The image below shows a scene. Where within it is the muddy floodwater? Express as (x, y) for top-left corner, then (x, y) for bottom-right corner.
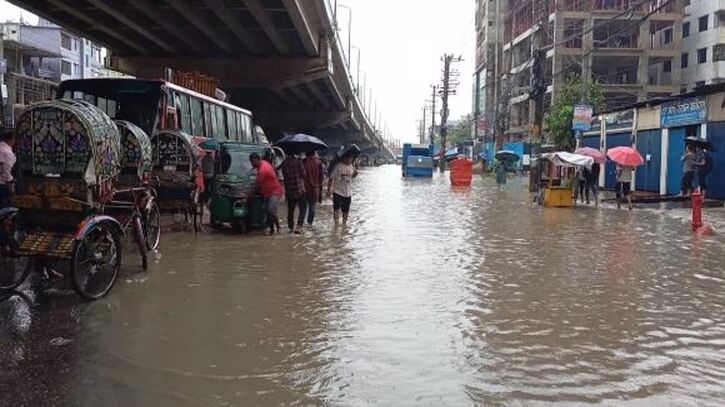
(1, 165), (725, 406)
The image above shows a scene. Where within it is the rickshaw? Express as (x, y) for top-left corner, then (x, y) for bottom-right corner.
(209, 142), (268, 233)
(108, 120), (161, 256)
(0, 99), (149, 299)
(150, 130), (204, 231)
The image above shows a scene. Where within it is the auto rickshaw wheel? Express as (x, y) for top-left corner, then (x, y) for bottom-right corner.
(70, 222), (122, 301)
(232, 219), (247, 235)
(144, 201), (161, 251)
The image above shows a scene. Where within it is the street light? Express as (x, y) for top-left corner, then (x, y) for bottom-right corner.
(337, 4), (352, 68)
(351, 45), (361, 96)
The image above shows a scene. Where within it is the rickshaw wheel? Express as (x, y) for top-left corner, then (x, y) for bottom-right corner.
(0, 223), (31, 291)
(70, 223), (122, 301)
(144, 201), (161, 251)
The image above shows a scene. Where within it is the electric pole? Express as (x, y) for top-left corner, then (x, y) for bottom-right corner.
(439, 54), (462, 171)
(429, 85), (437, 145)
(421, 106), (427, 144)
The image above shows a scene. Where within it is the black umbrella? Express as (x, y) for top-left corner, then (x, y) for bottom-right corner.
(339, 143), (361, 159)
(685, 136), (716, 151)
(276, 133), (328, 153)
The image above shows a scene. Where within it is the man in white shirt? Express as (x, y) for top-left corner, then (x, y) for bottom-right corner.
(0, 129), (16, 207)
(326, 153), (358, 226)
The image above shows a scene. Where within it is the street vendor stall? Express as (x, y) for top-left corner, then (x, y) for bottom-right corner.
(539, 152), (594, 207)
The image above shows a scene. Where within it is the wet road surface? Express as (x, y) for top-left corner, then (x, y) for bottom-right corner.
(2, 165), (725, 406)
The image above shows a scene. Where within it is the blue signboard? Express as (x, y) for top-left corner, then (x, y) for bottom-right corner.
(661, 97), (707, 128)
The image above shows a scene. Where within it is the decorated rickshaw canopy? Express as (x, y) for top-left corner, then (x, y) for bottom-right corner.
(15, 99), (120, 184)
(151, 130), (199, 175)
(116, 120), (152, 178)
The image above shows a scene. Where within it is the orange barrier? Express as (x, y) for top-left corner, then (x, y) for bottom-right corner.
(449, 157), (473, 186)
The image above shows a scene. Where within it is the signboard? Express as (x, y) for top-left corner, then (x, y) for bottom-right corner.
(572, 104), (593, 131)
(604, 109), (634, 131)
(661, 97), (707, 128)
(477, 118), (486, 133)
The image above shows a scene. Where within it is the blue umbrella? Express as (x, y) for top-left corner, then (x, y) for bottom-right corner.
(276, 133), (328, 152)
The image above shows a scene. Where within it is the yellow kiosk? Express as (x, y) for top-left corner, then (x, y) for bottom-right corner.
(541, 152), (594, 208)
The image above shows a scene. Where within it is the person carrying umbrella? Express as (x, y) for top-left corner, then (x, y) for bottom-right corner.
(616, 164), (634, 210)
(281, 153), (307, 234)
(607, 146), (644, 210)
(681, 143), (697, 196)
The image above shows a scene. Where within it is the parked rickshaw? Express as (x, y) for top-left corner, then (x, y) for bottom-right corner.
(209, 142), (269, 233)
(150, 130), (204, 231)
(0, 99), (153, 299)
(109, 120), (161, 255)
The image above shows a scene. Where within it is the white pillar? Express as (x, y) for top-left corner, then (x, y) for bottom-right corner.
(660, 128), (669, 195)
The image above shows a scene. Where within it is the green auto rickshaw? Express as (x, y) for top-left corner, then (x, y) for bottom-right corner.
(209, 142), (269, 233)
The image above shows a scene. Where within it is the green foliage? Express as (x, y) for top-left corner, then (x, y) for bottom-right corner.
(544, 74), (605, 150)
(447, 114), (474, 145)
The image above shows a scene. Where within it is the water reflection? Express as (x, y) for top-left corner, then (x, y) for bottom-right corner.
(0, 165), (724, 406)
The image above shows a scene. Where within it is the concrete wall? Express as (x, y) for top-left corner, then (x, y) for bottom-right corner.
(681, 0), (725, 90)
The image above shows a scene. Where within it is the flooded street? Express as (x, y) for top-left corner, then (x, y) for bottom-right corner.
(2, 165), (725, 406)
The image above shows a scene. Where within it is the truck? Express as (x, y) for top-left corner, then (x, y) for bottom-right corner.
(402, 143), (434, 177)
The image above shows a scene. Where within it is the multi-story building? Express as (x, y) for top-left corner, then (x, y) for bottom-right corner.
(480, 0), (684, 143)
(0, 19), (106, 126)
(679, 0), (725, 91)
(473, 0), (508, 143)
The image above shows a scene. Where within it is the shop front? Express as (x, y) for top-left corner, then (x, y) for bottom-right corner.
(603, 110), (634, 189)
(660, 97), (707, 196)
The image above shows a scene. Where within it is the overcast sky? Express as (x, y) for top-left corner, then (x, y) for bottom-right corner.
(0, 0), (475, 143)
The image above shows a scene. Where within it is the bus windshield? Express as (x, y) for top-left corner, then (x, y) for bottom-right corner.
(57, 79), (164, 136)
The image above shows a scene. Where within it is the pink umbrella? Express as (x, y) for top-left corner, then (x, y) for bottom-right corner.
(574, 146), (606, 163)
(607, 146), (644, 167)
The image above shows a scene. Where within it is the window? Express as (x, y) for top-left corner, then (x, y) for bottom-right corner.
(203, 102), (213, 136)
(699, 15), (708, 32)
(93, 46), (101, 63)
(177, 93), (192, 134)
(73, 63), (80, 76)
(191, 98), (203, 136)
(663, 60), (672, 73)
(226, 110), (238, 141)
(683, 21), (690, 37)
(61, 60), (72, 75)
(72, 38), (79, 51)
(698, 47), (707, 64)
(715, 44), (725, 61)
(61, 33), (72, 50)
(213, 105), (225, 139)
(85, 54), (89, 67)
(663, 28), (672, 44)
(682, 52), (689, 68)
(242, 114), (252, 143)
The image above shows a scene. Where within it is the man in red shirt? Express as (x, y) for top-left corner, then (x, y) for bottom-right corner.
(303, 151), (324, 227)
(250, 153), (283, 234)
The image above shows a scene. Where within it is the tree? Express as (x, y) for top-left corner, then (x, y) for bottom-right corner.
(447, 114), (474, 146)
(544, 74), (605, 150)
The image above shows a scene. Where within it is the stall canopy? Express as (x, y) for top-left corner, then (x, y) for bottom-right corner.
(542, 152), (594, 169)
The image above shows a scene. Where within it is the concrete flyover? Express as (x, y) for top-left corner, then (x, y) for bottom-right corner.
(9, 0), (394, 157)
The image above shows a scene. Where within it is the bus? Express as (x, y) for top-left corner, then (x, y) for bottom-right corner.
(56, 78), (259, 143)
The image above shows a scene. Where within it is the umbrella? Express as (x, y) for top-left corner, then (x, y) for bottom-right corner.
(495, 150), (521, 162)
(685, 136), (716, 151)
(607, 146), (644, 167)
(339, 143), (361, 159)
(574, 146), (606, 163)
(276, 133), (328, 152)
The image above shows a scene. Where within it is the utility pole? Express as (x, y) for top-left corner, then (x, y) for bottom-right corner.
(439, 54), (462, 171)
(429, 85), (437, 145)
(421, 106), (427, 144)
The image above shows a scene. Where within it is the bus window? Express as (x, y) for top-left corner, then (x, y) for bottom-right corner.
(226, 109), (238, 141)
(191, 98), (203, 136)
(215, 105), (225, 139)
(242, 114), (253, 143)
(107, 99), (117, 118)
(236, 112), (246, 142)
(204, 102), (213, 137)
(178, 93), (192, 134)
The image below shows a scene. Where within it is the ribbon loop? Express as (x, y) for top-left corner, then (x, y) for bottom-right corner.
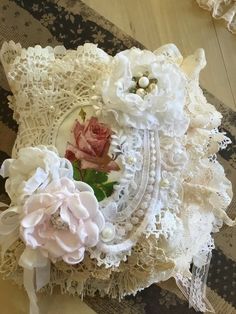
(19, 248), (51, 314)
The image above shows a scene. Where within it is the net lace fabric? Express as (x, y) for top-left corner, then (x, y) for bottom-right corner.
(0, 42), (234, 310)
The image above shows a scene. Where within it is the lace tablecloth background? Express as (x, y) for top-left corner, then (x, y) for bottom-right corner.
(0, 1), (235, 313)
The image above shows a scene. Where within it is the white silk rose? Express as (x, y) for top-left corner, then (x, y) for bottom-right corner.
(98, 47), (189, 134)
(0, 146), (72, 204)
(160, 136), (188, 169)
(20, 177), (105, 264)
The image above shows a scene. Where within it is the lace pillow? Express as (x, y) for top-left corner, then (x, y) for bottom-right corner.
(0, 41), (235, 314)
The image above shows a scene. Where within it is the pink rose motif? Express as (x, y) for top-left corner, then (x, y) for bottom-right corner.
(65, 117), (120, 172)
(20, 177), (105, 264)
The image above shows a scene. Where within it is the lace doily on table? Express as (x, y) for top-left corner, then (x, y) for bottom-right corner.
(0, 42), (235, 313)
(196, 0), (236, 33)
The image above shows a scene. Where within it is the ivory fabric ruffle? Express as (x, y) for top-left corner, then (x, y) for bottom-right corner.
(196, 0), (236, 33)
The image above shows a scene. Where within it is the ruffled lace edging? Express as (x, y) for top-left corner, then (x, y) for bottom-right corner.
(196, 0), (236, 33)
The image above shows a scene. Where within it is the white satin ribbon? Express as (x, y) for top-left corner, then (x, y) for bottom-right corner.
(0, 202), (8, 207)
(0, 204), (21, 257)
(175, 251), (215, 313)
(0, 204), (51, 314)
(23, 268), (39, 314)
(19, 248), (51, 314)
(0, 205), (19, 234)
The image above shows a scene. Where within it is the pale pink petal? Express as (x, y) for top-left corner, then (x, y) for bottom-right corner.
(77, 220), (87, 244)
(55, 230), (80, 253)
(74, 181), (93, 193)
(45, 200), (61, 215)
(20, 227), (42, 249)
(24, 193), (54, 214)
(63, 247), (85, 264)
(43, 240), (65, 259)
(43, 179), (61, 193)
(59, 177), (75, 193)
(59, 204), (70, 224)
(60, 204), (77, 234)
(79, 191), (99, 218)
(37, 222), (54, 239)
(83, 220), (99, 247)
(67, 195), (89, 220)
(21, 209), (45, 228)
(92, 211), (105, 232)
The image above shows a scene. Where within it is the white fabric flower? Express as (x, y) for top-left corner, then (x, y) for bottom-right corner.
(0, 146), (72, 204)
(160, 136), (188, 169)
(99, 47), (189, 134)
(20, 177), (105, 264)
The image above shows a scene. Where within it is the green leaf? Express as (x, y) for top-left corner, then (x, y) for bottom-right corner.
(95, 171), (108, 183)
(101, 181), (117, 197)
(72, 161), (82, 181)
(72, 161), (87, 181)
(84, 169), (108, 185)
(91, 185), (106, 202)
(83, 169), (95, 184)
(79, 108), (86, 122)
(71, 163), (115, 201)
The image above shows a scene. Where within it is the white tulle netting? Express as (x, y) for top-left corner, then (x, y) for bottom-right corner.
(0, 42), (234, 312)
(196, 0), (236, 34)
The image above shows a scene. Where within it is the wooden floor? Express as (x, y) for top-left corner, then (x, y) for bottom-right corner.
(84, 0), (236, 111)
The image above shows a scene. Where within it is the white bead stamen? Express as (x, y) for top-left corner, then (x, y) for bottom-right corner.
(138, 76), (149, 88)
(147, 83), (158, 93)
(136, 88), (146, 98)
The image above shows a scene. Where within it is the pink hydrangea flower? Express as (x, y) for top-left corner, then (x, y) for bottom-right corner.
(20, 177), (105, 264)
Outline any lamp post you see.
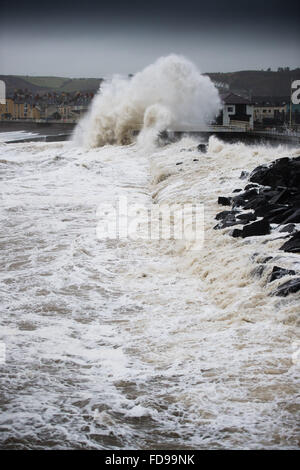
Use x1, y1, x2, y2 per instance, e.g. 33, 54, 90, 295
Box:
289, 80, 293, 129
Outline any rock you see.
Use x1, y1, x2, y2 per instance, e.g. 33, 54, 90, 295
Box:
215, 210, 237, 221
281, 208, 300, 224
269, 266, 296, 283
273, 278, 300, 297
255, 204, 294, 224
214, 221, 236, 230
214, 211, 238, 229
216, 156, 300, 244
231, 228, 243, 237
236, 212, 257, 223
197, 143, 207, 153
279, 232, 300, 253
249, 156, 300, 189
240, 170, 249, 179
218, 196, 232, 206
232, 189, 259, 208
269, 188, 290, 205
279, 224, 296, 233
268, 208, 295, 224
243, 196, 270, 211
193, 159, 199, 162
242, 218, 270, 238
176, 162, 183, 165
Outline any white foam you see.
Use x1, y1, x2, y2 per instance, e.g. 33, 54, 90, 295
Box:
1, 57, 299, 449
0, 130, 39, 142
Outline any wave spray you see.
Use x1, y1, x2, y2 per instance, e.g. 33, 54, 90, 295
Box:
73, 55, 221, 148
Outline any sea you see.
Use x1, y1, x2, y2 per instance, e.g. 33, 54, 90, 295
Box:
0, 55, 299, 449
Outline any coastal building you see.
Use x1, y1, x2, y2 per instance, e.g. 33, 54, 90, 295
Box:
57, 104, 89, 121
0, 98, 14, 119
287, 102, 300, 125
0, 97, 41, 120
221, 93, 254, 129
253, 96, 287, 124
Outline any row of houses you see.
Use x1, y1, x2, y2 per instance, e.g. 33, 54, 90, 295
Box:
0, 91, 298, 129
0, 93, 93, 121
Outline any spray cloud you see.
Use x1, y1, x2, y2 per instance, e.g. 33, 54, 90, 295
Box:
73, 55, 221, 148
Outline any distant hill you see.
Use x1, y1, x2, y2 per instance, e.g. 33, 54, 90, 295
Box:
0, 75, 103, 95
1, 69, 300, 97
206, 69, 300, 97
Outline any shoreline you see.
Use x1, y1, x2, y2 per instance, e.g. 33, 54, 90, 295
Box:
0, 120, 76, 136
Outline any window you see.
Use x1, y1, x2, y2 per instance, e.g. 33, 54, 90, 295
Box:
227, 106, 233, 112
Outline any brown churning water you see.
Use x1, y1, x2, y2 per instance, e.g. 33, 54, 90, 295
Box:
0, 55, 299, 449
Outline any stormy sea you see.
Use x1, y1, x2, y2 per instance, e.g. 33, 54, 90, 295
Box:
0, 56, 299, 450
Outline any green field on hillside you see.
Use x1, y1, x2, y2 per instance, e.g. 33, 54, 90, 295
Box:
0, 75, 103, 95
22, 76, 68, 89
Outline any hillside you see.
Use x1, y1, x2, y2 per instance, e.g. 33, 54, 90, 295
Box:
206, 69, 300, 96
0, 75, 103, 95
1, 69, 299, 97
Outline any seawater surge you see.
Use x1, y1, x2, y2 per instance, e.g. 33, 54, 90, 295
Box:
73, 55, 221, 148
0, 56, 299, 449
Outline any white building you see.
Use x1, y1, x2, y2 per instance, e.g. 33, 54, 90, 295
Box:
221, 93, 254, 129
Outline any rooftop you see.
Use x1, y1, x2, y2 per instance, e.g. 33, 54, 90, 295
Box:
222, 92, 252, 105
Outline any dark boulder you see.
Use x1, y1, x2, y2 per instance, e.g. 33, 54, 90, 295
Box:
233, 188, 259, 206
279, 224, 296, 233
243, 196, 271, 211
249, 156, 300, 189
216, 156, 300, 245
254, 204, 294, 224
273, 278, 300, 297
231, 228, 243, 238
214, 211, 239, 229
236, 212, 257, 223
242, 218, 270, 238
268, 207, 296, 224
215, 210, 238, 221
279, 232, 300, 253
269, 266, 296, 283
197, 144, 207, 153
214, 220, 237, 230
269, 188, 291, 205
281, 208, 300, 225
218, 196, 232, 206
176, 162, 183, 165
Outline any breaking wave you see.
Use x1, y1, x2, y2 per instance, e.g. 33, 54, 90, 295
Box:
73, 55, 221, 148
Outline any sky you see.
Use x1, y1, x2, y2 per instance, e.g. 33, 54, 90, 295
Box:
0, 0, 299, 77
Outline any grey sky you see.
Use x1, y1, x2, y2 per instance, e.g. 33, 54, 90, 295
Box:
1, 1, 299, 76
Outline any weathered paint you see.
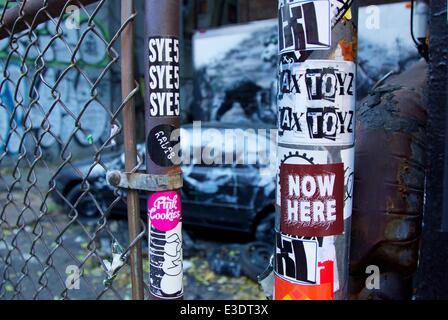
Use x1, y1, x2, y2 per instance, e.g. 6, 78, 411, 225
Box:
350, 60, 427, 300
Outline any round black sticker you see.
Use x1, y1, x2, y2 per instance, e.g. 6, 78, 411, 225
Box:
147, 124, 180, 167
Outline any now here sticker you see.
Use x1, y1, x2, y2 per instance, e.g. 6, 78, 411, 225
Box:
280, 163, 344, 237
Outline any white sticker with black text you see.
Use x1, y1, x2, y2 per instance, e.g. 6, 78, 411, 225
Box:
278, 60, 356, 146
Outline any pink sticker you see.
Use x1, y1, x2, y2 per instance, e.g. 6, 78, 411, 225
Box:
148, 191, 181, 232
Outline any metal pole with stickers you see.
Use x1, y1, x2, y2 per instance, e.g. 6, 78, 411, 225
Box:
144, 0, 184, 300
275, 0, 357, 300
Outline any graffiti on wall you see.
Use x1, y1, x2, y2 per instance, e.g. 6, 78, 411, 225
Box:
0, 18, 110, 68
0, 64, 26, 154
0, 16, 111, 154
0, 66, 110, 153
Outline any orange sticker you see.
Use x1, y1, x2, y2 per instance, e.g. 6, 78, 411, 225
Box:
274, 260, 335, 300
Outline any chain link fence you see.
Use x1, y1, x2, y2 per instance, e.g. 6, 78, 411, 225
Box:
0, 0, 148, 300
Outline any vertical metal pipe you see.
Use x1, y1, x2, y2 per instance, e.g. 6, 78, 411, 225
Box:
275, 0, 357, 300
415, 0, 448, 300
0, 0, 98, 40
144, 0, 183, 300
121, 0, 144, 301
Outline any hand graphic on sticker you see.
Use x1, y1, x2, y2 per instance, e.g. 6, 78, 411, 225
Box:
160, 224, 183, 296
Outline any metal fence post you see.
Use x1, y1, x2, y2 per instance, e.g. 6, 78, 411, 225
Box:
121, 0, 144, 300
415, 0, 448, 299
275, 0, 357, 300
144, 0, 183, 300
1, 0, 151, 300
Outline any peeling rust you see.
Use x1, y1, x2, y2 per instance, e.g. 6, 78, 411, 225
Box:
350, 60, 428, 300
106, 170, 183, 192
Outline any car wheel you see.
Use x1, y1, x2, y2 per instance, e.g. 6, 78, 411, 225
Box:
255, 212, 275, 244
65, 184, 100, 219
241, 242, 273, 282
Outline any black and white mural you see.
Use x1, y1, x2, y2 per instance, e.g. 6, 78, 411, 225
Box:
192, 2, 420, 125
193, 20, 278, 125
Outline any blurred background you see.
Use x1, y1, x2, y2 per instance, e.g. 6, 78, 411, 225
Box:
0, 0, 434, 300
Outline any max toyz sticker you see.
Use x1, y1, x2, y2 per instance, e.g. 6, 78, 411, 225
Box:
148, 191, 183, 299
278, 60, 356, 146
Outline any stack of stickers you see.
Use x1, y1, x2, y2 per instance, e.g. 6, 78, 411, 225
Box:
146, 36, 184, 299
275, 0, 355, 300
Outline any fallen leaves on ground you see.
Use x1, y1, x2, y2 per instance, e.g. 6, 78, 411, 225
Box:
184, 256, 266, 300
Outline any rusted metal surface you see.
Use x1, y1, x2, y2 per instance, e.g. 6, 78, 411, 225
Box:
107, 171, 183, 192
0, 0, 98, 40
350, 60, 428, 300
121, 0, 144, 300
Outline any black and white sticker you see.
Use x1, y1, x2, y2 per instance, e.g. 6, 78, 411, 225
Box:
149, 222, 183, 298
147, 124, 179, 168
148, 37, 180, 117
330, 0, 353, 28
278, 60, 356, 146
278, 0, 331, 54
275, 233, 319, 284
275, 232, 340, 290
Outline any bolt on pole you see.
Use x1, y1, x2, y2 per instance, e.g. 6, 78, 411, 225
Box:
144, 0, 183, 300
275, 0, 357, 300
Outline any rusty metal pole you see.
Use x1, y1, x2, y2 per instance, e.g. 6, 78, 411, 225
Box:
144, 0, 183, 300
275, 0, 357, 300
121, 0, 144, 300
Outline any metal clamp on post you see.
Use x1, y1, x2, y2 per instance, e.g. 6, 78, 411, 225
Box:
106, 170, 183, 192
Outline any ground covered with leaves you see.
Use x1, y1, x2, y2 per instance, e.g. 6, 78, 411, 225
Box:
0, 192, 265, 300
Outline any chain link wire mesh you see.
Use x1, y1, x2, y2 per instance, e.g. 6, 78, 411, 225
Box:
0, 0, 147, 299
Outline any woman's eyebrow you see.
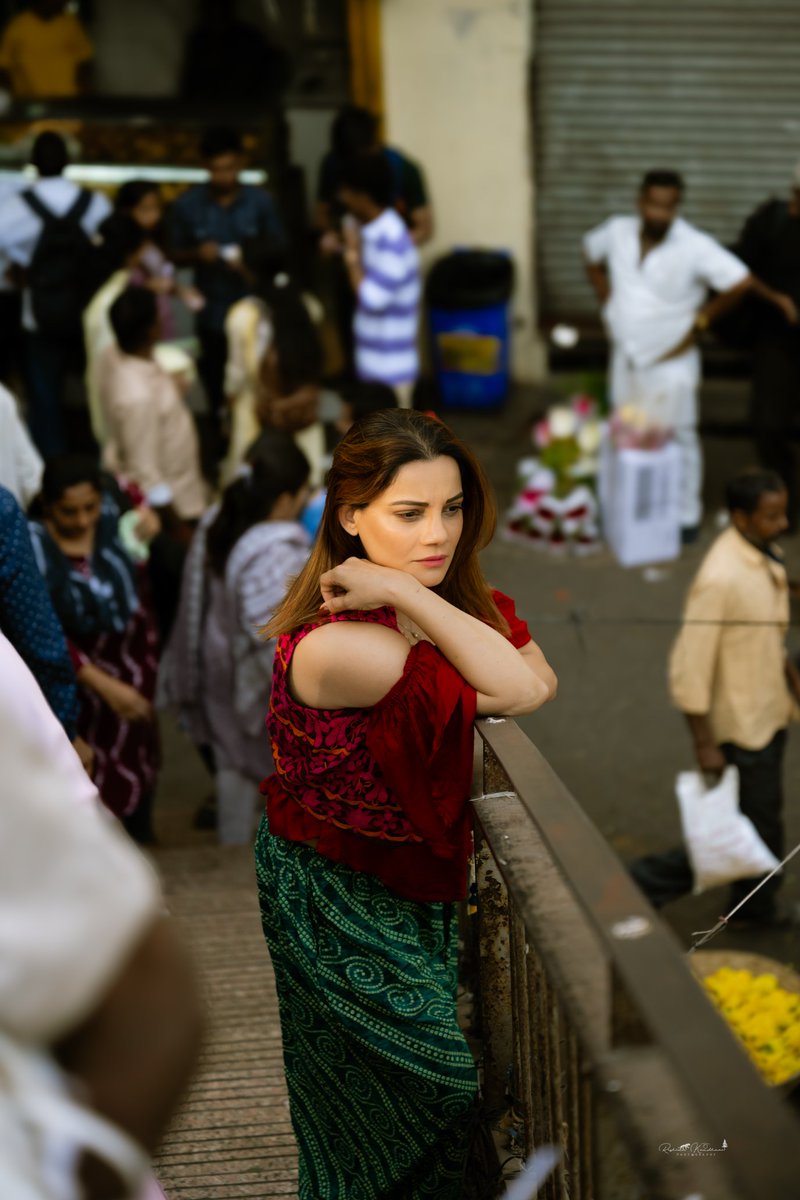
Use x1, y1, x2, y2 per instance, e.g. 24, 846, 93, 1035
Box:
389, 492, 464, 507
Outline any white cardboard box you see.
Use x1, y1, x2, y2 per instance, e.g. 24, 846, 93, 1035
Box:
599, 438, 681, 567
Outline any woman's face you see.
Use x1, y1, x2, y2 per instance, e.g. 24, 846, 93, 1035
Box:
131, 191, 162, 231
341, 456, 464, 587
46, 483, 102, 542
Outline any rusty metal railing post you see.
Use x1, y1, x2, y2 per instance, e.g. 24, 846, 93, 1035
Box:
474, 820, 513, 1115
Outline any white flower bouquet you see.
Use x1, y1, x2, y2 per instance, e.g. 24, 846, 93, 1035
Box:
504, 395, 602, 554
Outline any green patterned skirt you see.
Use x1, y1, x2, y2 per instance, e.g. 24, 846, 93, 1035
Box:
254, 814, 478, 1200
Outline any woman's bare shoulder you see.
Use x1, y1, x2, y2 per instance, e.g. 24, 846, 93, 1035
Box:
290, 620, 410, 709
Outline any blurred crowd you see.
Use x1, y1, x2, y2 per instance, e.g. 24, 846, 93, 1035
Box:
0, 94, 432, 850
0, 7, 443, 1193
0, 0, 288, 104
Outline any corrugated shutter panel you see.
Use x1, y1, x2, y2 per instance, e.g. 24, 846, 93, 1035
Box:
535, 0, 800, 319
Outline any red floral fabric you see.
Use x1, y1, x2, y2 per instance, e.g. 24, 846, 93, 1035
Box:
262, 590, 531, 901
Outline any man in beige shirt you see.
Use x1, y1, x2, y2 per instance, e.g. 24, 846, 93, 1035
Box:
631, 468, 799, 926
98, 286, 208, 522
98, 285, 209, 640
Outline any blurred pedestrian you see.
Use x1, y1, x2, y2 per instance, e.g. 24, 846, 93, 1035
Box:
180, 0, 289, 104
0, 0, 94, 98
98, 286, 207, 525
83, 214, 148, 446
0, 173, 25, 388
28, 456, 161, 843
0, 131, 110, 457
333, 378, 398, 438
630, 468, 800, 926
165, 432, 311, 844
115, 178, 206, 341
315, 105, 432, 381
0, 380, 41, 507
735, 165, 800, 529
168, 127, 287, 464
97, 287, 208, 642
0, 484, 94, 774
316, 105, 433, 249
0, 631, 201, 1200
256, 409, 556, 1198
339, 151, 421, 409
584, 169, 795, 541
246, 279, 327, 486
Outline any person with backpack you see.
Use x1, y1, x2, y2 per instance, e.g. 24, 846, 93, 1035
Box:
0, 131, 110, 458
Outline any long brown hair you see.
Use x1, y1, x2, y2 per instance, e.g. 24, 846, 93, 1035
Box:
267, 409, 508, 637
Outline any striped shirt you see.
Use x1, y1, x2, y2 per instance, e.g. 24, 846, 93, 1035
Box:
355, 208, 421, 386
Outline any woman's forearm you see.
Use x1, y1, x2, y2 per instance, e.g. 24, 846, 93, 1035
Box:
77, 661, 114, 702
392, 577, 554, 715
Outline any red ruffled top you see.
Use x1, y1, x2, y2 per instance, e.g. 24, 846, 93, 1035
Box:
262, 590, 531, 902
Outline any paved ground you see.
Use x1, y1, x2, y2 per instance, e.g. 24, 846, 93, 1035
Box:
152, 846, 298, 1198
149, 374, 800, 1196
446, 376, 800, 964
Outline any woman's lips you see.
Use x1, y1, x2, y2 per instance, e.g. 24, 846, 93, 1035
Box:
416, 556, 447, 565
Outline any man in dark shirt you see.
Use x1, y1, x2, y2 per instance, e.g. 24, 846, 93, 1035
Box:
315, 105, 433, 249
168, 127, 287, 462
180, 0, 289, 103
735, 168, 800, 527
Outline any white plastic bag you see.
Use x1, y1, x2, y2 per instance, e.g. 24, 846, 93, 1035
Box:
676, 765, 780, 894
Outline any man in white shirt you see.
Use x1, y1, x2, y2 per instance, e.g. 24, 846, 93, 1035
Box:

Work order:
Wherever "rusty" occurs in the entries above, copy the line it sits on.

Your solution:
Outline any rusty metal pole you see.
Outline any rusty metal railing post you see.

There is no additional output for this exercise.